§ EXERCISE DESCRIPTION: Please go through the items below and pull out every line that contains the word "logo", copying each such line unchanged.

-- start GIVEN RECORDS --

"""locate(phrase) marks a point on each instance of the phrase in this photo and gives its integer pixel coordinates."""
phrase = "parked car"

-- end GIVEN RECORDS --
-- start GIVEN RECORDS --

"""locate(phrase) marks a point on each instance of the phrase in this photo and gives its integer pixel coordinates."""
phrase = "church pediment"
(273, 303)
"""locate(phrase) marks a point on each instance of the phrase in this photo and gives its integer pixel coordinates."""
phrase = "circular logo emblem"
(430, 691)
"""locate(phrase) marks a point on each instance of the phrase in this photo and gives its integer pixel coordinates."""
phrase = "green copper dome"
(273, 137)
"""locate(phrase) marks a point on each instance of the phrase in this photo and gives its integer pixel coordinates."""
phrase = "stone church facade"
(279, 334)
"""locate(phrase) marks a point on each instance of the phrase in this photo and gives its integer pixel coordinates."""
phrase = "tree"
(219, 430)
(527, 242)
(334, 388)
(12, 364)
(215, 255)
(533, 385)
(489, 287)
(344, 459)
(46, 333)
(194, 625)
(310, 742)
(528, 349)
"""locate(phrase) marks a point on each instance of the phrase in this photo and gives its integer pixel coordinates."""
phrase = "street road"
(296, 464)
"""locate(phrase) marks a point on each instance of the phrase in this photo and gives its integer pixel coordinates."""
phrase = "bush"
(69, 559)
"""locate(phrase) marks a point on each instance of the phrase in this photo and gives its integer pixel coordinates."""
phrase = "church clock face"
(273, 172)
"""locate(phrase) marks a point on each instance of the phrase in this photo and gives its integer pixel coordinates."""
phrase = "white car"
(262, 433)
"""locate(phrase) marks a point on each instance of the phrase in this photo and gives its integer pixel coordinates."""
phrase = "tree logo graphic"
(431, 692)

-- end GIVEN RECORDS --

§ EXERCISE RESULT:
phrase = "circular logo emblem"
phrase = "tree logo graphic"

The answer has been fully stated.